Material for this task =>
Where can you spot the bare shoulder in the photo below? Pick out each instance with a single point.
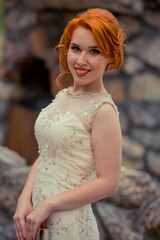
(106, 112)
(106, 123)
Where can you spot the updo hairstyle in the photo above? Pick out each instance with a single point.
(108, 34)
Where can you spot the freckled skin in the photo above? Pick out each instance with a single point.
(82, 56)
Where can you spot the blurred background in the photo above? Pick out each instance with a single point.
(29, 31)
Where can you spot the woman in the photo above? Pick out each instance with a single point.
(78, 134)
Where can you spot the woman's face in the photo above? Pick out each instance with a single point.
(85, 60)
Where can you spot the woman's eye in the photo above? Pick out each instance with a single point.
(75, 49)
(95, 51)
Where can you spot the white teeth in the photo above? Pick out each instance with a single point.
(81, 71)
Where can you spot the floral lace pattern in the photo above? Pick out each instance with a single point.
(63, 131)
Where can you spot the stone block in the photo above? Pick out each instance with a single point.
(144, 115)
(147, 47)
(145, 87)
(132, 65)
(153, 162)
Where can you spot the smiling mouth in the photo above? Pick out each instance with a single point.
(81, 71)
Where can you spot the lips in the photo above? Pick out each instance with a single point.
(81, 71)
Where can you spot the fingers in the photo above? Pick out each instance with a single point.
(19, 225)
(31, 228)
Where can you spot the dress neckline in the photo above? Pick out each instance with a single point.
(87, 94)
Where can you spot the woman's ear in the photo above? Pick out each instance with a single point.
(108, 66)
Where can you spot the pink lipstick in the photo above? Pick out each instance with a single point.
(81, 71)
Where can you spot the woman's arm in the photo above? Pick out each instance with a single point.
(24, 206)
(106, 141)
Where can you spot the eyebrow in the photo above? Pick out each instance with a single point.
(75, 44)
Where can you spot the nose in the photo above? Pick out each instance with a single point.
(82, 59)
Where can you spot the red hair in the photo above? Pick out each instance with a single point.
(108, 34)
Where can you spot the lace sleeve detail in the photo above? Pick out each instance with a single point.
(97, 106)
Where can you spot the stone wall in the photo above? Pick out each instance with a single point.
(34, 28)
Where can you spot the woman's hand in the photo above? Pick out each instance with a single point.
(36, 218)
(24, 207)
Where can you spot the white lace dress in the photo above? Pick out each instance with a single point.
(62, 131)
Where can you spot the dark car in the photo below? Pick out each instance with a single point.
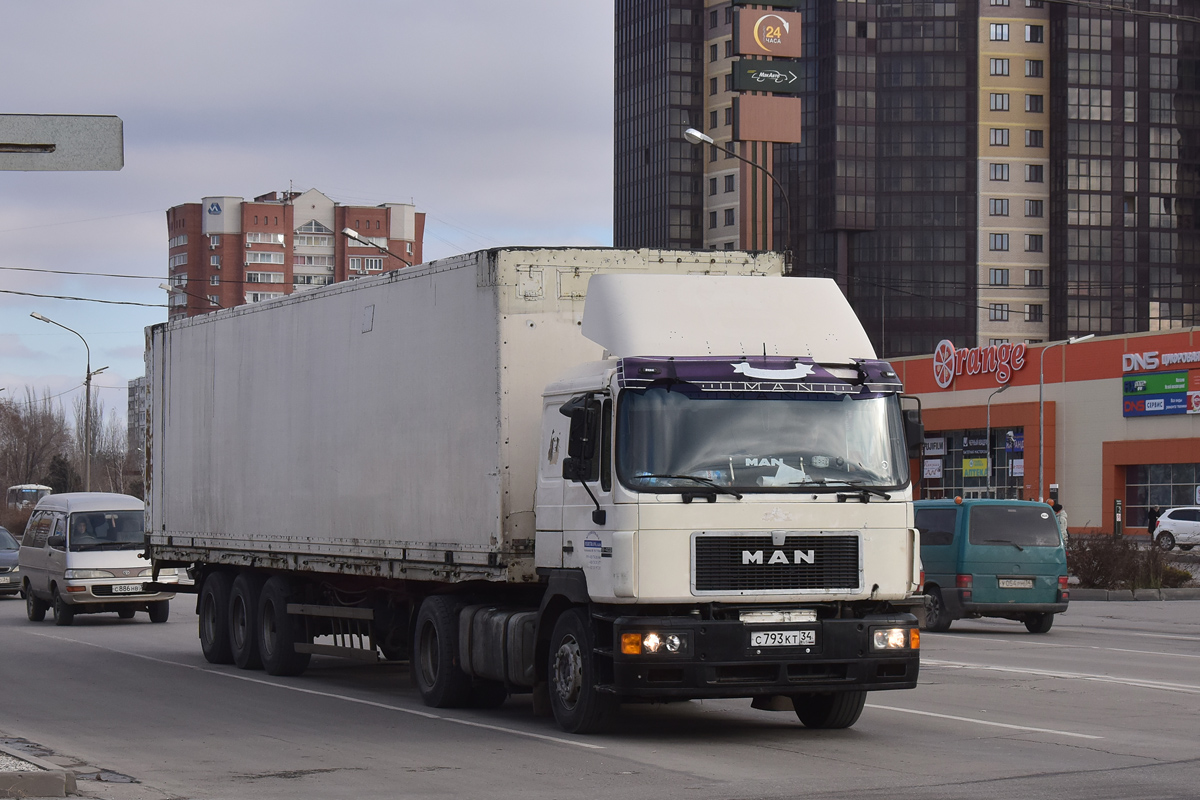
(10, 573)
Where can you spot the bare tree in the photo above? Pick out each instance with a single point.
(31, 433)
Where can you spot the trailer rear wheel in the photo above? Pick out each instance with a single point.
(579, 707)
(214, 626)
(441, 680)
(829, 710)
(244, 620)
(280, 631)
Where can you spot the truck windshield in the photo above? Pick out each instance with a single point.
(106, 530)
(677, 440)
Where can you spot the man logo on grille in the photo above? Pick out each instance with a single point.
(779, 557)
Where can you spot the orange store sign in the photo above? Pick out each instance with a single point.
(1001, 360)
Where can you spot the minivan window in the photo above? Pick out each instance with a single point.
(1020, 525)
(107, 530)
(936, 525)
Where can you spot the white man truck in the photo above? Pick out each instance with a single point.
(601, 476)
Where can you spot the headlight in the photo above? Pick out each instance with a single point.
(87, 575)
(635, 644)
(895, 638)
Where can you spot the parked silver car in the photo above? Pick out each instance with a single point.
(1179, 527)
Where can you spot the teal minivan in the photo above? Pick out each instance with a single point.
(991, 558)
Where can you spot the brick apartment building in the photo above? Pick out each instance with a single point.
(226, 252)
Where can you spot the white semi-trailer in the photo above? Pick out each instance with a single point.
(603, 476)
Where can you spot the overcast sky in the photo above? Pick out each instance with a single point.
(493, 118)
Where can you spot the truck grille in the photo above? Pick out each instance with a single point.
(742, 564)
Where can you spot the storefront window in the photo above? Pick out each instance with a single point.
(1158, 485)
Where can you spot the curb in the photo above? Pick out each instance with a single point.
(51, 781)
(1126, 595)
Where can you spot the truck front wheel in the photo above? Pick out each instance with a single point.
(829, 710)
(214, 626)
(579, 707)
(441, 680)
(280, 631)
(244, 620)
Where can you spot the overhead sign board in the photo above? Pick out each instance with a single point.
(766, 118)
(60, 143)
(767, 32)
(778, 76)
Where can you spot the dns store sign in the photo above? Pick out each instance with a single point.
(1002, 360)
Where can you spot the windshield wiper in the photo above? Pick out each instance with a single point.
(1002, 541)
(702, 481)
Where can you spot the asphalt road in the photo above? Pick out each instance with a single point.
(1104, 705)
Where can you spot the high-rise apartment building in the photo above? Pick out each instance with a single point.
(981, 170)
(225, 251)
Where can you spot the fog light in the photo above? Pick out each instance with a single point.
(889, 638)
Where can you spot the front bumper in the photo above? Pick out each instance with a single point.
(720, 661)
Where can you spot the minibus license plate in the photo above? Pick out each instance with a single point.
(783, 638)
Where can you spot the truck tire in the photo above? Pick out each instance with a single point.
(1038, 623)
(35, 607)
(64, 614)
(829, 710)
(244, 620)
(214, 626)
(160, 611)
(937, 617)
(280, 631)
(579, 707)
(441, 680)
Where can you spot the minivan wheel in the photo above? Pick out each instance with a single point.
(35, 607)
(937, 617)
(63, 613)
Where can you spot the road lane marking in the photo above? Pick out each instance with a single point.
(1187, 689)
(987, 722)
(330, 695)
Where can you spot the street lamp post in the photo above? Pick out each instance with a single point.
(989, 434)
(353, 235)
(87, 407)
(1042, 415)
(696, 137)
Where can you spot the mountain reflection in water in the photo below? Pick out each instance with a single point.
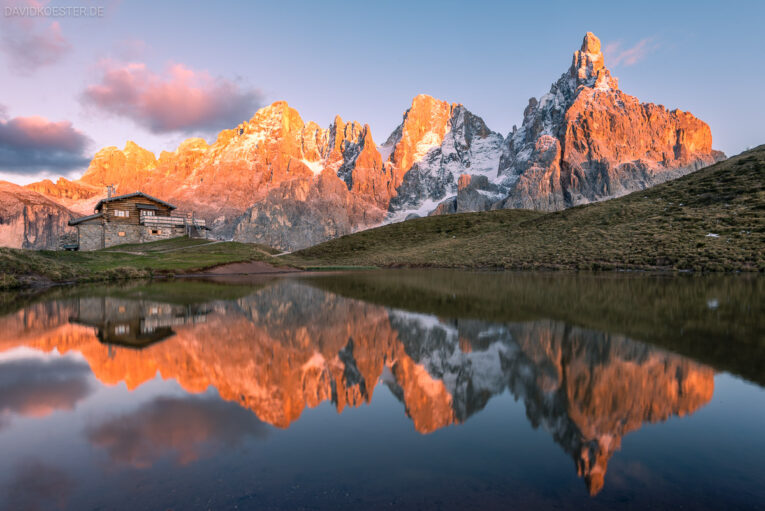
(272, 351)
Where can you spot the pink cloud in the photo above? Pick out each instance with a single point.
(181, 99)
(32, 144)
(616, 55)
(30, 43)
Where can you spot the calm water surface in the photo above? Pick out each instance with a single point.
(386, 390)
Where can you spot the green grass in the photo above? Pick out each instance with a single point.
(23, 268)
(662, 228)
(179, 243)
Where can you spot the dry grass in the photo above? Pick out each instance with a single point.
(666, 227)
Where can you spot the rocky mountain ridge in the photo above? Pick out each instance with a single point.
(278, 180)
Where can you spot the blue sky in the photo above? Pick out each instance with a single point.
(366, 61)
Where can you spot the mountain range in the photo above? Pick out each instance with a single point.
(287, 183)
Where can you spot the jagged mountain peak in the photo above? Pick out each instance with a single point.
(588, 65)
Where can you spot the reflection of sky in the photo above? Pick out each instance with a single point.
(108, 441)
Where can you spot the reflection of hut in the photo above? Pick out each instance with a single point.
(134, 323)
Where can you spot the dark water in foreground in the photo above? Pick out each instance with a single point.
(400, 390)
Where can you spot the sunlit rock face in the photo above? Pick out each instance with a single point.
(586, 140)
(436, 143)
(289, 346)
(30, 220)
(279, 180)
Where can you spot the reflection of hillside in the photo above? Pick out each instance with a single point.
(291, 346)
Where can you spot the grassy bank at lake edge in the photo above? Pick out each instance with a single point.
(29, 268)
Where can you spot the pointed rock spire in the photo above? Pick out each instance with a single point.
(588, 66)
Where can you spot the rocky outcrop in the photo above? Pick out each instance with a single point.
(436, 143)
(30, 220)
(279, 180)
(586, 140)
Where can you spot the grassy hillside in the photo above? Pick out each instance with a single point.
(20, 268)
(711, 220)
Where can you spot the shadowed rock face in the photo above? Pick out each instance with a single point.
(290, 346)
(30, 220)
(586, 141)
(278, 180)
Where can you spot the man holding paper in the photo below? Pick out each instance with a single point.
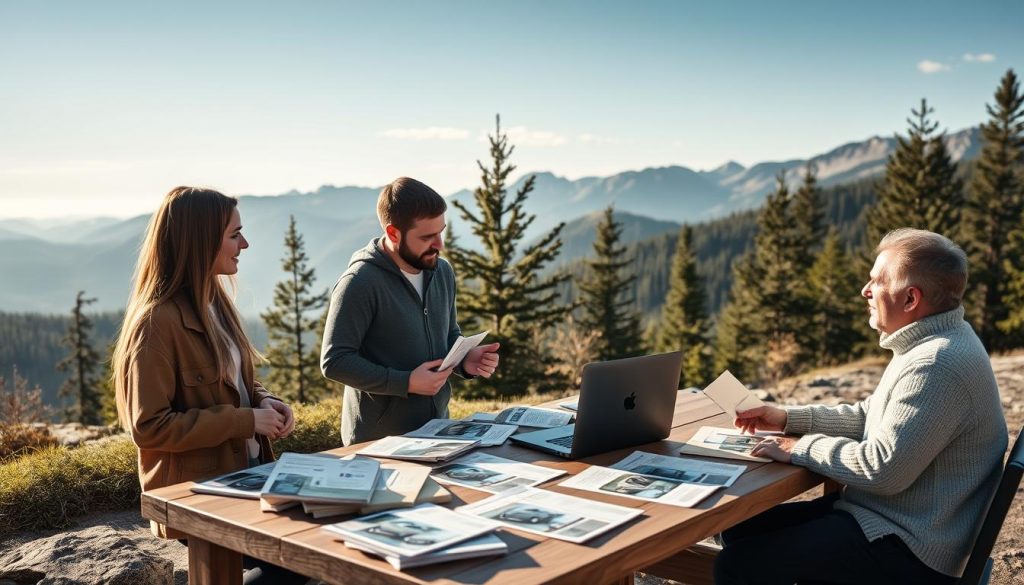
(392, 321)
(920, 458)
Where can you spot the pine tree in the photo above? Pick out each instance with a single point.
(684, 320)
(921, 189)
(994, 207)
(837, 303)
(503, 290)
(808, 219)
(81, 392)
(605, 298)
(293, 353)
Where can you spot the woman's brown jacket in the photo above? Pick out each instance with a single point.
(181, 412)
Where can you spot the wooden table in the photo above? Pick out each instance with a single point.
(222, 528)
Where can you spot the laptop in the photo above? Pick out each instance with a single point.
(622, 403)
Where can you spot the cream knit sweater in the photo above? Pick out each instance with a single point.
(922, 456)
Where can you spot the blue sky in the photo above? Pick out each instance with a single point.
(109, 105)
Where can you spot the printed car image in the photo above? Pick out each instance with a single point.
(537, 518)
(469, 474)
(404, 531)
(476, 429)
(640, 486)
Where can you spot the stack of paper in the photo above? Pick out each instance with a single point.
(417, 536)
(488, 433)
(399, 486)
(318, 478)
(419, 449)
(494, 474)
(526, 416)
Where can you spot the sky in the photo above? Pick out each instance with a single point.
(107, 106)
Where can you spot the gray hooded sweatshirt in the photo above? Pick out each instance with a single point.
(378, 331)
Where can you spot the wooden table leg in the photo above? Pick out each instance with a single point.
(212, 565)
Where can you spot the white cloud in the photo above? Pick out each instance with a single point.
(596, 139)
(431, 133)
(979, 57)
(930, 67)
(523, 135)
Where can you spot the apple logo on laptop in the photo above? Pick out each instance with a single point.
(631, 402)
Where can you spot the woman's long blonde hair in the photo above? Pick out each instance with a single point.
(178, 252)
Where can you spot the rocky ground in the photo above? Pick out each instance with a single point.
(129, 533)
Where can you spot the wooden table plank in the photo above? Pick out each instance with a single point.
(295, 541)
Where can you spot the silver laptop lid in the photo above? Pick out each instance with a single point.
(626, 402)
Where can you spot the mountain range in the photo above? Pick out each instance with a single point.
(45, 262)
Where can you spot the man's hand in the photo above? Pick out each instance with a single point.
(777, 448)
(761, 418)
(424, 380)
(285, 411)
(481, 361)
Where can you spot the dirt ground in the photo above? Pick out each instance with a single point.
(848, 383)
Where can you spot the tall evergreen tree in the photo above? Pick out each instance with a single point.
(921, 187)
(837, 303)
(808, 219)
(684, 320)
(81, 393)
(995, 202)
(606, 299)
(293, 347)
(503, 290)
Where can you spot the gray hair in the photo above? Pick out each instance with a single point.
(929, 261)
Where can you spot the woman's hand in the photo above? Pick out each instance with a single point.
(284, 412)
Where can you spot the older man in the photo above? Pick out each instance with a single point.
(920, 458)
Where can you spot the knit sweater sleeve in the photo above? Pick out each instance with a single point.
(842, 420)
(926, 410)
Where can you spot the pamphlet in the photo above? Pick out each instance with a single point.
(488, 433)
(494, 474)
(418, 449)
(681, 468)
(731, 394)
(727, 443)
(655, 477)
(458, 351)
(321, 478)
(412, 532)
(241, 484)
(486, 545)
(552, 514)
(526, 416)
(397, 487)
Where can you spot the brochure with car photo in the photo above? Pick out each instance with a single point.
(526, 416)
(494, 474)
(727, 443)
(681, 468)
(413, 449)
(299, 477)
(551, 513)
(671, 491)
(488, 433)
(486, 545)
(412, 532)
(242, 484)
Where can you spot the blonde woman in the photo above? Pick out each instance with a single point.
(182, 365)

Goal => Repeat, exactly and only, the lines above from the one containing "Where can you spot the dirt" through the end of the material.

Problem solution =>
Where can you spot the dirt ground in the photo above? Pick out each instance with a single point.
(848, 383)
Where can you spot the tall evergreen tree in the photo above? Pick out each instance with a single point.
(921, 187)
(837, 303)
(808, 219)
(684, 320)
(81, 393)
(995, 202)
(606, 299)
(293, 347)
(503, 290)
Where can you spot the gray hair in the photo above? Pick out each instance with a single point.
(929, 261)
Where can you spot the woman's hand in the photo above? Pick out each instance with a single point.
(284, 412)
Where can you spot the older man in the photo above? Pick out each instance with a single point.
(920, 458)
Where can you spot the knit sweater sleeve in the photo above? Pick out each instance with a single point.
(842, 420)
(926, 410)
Where can you spot the pamphlet in the photo above? Pick out each instance with a single point.
(488, 433)
(494, 474)
(418, 449)
(681, 468)
(731, 394)
(727, 443)
(655, 477)
(458, 351)
(321, 478)
(412, 532)
(241, 484)
(486, 545)
(552, 514)
(526, 416)
(397, 487)
Where can you spot the brochure with car photo in the photo above? Pick out each instance with a single point.
(526, 416)
(494, 474)
(727, 443)
(681, 468)
(413, 449)
(299, 477)
(551, 513)
(671, 491)
(488, 433)
(486, 545)
(412, 532)
(242, 484)
Where can you spot the blonde woman in the photo above? Pick out each instance with a single point.
(182, 365)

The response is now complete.